AIM A:
Please answer these questions about the music blog posts below:
(i) Which Radiohead album appears in the list of 2011 releases?
(ii) Which track from Let England Shake contains the horn sample?
(iii) Which album does the writer call a personal favorite among PJ Harvey's work?

TEXT PASSAGE:

Monday, February 28, 2011

January/February

Here's some stuff from 2011 that I don't hate.

Belong - Common Era
Bibio - Mind Bokeh
Deerhoof - Deerhoof Vs. Evil
Demdike Stare - Tryptych* (technically a comp of LPs from 2010 which were all on my year end list for last year but still deserves more recognition)
FaltyDL - You Stand Uncertain
PJ Harvey - Let England Shake
Tim Hecker - Ravedeath, 1972
Nicolas Jarr - Space is Only Noise
Radiohead - The King of Limbs
Toro Y Moi - Underneath the Pine

Wednesday, February 23, 2011

PJ Harvey's Horn















I really like PJ Harvey's new album Let England Shake. In my mind it is without question one of the best things she's done along in the last decade or so along with the severely under appreciated White Chalk and my personal favorite album of hers - Stories From the City, Stories From the Sea. I do feel the need to talk about a serious problem I have with a particular track from the new record though, "The Glorious Land." As many reviews of the album have mentioned already, it contains a sample of a calvary horn. Although the song itself is pretty outstanding, the sound of the horn nearly ruined this one for me. It isn't like anything I've really experienced on an album before now. To say it sounds "wrong" or out of place is the epitome of understatement. That reviewers so far have glossed over just how out of place it is concerns me. We aren't talking about a sample that fits flush with the song or even slips in and out of phase to establish a psychedelic effect. The way the horn is employed on this particular track reminds me of what would happen if I was playing the album in iTunes and had a window on my computer open with one of those pop-up ads that keeps blaring a sound effect or letting you know you've "won" some prize for visiting a site. In fact, the first time I heard it I had to shut down everything else around me and play the track again just to make sure it wasn't something else outside of the song I was hearing. It sounds weak, tinny, and more or less obscures everything else playing in the song when it comes in (which happens several times during the song).

Comments welcome from any and all who have heard the song and wish to chime in.

Wednesday, February 9, 2011

Built in Backlash Defense



















Sometimes backlash is a good thing. Take a minute to consider the implications of what I'm getting at here. It can serve to deflate an artist's rapidly expanding ego, an oft important part of discourse regarding music. Just imagine how different talking or writing about Axl Rose would be if he only wrote Guns N' Roses songs and never ran his mouth back in the day. There's an old saying that goes you've got to "pay your dues" but more and more we're seeing very young artists emerge and enter the press cycle so fast that there literally isn't even time for that. A lot of this can be chalked up to the availability of technology making it easier for musicians to use tools that were never available to the previous generations to sculpt sound into whatever their imagination can dream up. These new artists can arrive fully formed and more often than not they don't get a chance to go through growing pains before their music is either dismissed entirely or exalted.

AIM B: Rewrite every line of the records below as a numbered list, leaving out blank lines.

EXCERPTED DATA:

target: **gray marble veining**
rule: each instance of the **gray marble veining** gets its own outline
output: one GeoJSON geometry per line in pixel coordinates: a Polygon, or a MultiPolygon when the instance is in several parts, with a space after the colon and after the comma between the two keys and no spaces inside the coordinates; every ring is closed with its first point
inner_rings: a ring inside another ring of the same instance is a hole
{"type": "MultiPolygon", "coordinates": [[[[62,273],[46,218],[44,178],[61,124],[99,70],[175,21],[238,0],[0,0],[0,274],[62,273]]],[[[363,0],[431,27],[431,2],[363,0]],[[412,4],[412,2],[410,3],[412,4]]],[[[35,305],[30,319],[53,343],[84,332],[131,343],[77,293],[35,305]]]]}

EXPECTED OUTPUT A:
(i) The King of Limbs
(ii) "The Glorious Land"
(iii) Stories From the City, Stories From the Sea

EXPECTED OUTPUT B:
1. target: **gray marble veining**
2. rule: each instance of the **gray marble veining** gets its own outline
3. output: one GeoJSON geometry per line in pixel coordinates: a Polygon, or a MultiPolygon when the instance is in several parts, with a space after the colon and after the comma between the two keys and no spaces inside the coordinates; every ring is closed with its first point
4. inner_rings: a ring inside another ring of the same instance is a hole
5. {"type": "MultiPolygon", "coordinates": [[[[62,273],[46,218],[44,178],[61,124],[99,70],[175,21],[238,0],[0,0],[0,274],[62,273]]],[[[363,0],[431,27],[431,2],[363,0]],[[412,4],[412,2],[410,3],[412,4]]],[[[35,305],[30,319],[53,343],[84,332],[131,343],[77,293],[35,305]]]]}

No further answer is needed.